— Excerpted passage —

PSNC Negotiations and CPCF Services Update

PSNC Negotiations and CPCF Services Update

August 26, 2020

PSNC has today published an update on its ongoing negotiations related to funding and services, setting out the work it is doing to seek funding increases for community pharmacy contractors.

In particular, PSNC has made a case to the Parliamentary Under-Secretary of State for Prevention, Public Health and Primary Care, Jo Churchill MP, for an urgent uplift to the agreed Community Pharmacy Contractual Framework (CPCF) funding.

Discussions on remuneration for contractors’ COVID-19 related costs are also underway, with PSNC using evidence of costs gathered from pharmacies across the sector to press for contractors’ costs to be covered in full by HM Government.

The negotiations update outlines PSNC’s work on the 2020/21 flu vaccination service, the details of which are still expected to be published by NHS England and NHS Improvement (NHSE&I) in time for the service to start next Tuesday.

Contractors and LPCs will also want to note the updates on the CPCF, which include the imminent launch of the agreed Hepatitis C testing service, and an expected January 2021 start date for the new Discharge Medicines Service (DMS).

After a pause during the pandemic peak in the UK, discussions on the extension of referrals to the Community Pharmacy Consultation Service (CPCS) from GP practices, and on changes to the Terms of Service have also now been resumed, and PSNC is pressing for all changes to be manageable for contractors.

PSNC Briefing 025/20: PSNC Priorities and Negotiations Action List

PSNC Chief Executive Simon Dukes said:

“2020 has been an extremely challenging year for community pharmacies. They have done an incredible job in meeting the increasing health needs of their patients and providing a walk-in clinical advice service for their local communities during the COVID-19 pandemic. As well as helping people in need, this has supported other primary care and NHS services during a critical time.

But the financial toll that this tremendous effort has taken on pharmacy businesses of all shapes and sizes is now being felt, and PSNC’s job is to make that case effectively to HM Government.

As contractors and LPCs know, during the initial pandemic peak in the UK, PSNC was working round the clock to finalise new services and arrangements that supported contractors through the lockdown period – emergency funding injections, flexibility in opening hours, and a new national delivery service were some of the key outputs from the negotiations at that time.

— Brief 1 —
According to the PSNC negotiations update, when is the new Discharge Medicines Service (DMS) expected to start?
— Brief 2 —
Pick up the PSNC negotiations update after its last sentence and carry it on in the same voice.
The records play no part in any of these tasks.

Collected data
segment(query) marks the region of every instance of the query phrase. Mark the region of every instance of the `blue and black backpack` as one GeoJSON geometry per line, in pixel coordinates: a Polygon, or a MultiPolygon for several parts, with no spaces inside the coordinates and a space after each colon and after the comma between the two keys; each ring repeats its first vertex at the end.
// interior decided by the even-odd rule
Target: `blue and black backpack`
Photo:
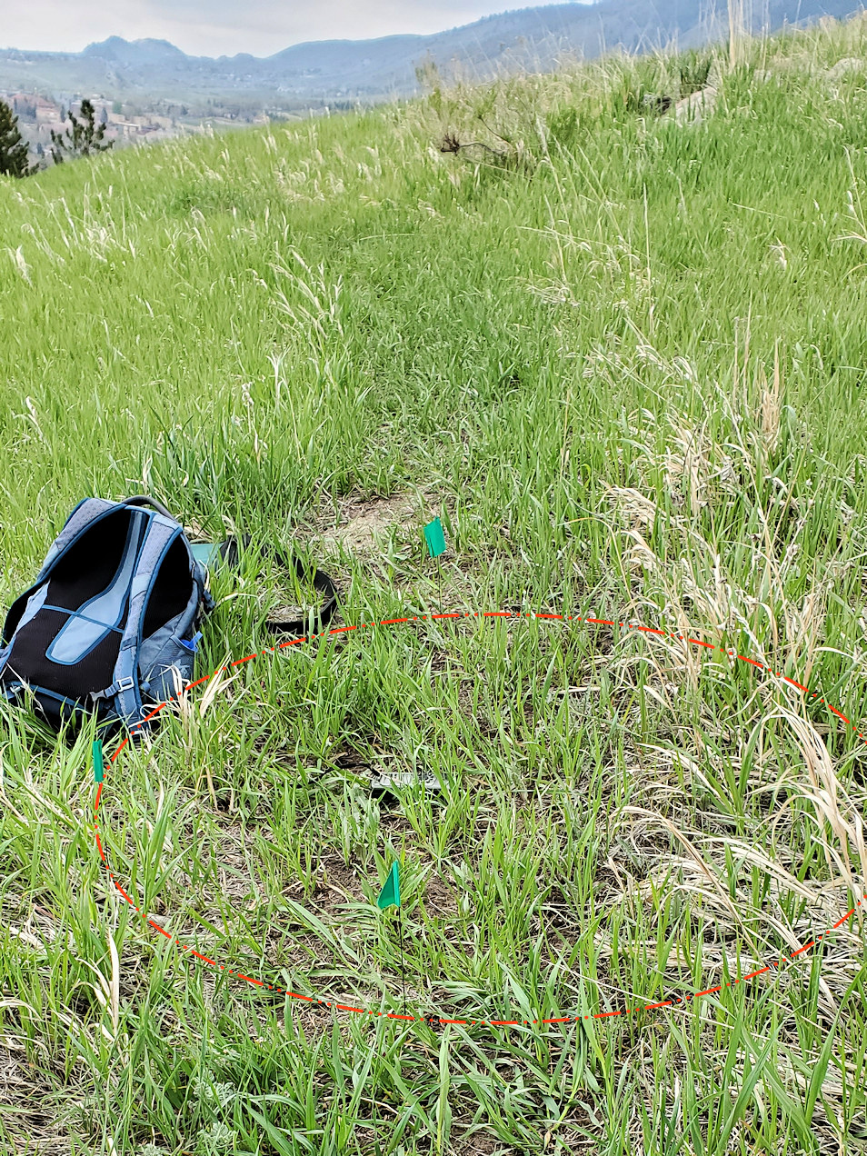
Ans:
{"type": "MultiPolygon", "coordinates": [[[[240,548],[249,547],[245,535],[240,548]]],[[[299,578],[312,577],[324,598],[318,617],[327,623],[336,606],[332,579],[319,570],[309,575],[299,558],[290,566],[279,553],[274,556],[299,578]]],[[[66,722],[77,727],[96,712],[101,734],[126,727],[133,741],[140,740],[151,726],[144,716],[176,694],[173,672],[192,681],[199,627],[215,606],[209,568],[238,560],[236,539],[191,543],[154,498],[83,498],[36,581],[6,617],[0,698],[20,703],[27,696],[54,729],[66,722]]],[[[303,620],[266,625],[294,635],[306,628],[303,620]]]]}

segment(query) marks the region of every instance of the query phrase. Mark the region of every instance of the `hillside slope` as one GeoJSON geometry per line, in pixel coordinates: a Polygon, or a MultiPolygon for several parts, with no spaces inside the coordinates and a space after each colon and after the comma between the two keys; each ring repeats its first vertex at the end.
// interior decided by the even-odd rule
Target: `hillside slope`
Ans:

— Expected output 1 —
January 2021.

— Expected output 2 —
Now that the initial health emergency has passed, all PSNC Committee Members are focused on the financial emergency facing their businesses. PSNC, working with the other national community pharmacy bodies has put comprehensive data on pharmacies’ COVID-19 costs to HM Government and we are in discussion about how these should be covered, reconciling against the advance payments that have already been made to contractors. Even more critically we are also pushing for an uplift to the CPCF funding. This is alongside work arguing for increases in flu vaccination fees and negotiating the details of new CPCF services.

None of these conversations are easy and all are complex and time-consuming. Although Ministers have heaped praise on the sector throughout the pandemic, many officials still question the value of pharmacies and this is what PSNC and others are working hard to convince them of. We are also increasingly working alongside our GP negotiating colleagues to share leverage where we can. I know that it is incredibly frustrating for contractors as they await the outcomes of these business critical conversations, but do not mistake a failure to make fast agreements for a lack of activity: we have been and will continue to do all that is needed to battle for the best deals and for fair treatment of community pharmacies at every stage. If that means rejecting offer after offer from HM Government and doing all that we can to reach a satisfactory position on every single negotiating point, then that is what we will keep doing.”